> **EXTRACTED RECORDS**:

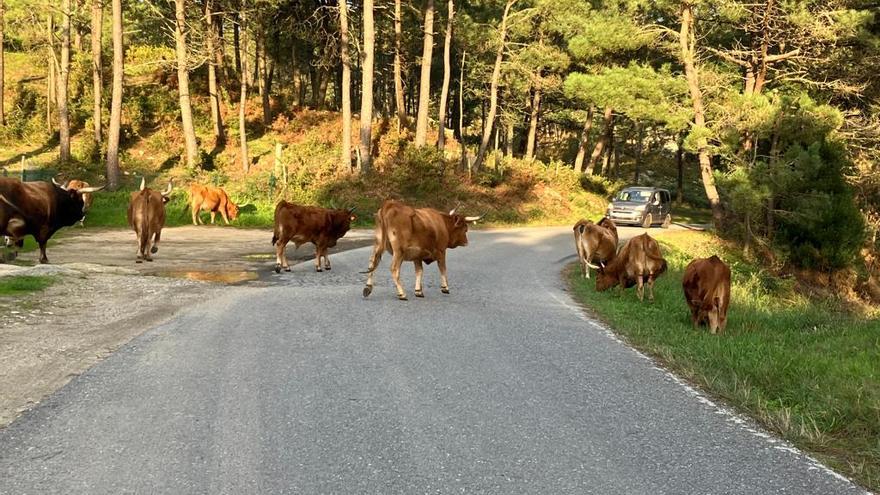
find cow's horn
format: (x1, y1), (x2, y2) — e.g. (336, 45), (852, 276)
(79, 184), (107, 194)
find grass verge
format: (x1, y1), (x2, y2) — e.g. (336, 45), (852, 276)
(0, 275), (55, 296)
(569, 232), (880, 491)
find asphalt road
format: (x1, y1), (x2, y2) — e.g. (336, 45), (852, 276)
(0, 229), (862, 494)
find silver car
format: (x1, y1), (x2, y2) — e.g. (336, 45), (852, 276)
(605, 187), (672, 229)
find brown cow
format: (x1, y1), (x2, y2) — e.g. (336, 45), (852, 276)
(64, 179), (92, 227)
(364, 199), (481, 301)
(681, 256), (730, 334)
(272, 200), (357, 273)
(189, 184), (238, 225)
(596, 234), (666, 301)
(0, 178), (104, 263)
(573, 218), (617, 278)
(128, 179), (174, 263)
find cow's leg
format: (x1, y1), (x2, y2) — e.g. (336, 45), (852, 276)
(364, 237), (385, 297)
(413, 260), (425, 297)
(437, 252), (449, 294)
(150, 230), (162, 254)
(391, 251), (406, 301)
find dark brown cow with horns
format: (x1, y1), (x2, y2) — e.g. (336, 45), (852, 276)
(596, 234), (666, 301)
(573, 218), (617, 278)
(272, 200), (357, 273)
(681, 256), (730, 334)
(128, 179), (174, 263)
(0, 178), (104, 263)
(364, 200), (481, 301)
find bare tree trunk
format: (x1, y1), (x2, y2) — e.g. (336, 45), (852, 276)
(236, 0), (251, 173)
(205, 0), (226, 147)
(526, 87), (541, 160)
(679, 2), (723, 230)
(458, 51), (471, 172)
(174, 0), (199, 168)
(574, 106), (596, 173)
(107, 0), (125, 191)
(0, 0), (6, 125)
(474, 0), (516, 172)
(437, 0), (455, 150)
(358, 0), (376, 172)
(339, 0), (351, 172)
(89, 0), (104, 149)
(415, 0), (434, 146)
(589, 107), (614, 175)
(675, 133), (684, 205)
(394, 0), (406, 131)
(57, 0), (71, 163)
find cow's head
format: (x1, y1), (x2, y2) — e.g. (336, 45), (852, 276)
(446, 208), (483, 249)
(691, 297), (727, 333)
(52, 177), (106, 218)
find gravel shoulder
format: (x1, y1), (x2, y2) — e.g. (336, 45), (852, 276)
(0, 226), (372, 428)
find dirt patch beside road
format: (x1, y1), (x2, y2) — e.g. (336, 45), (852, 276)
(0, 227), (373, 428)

> **STATED GOAL**: Count the lines in the entries above that contain the string "find", matching case exactly. Return only the count.

> **COMPLETE RESPONSE**: 11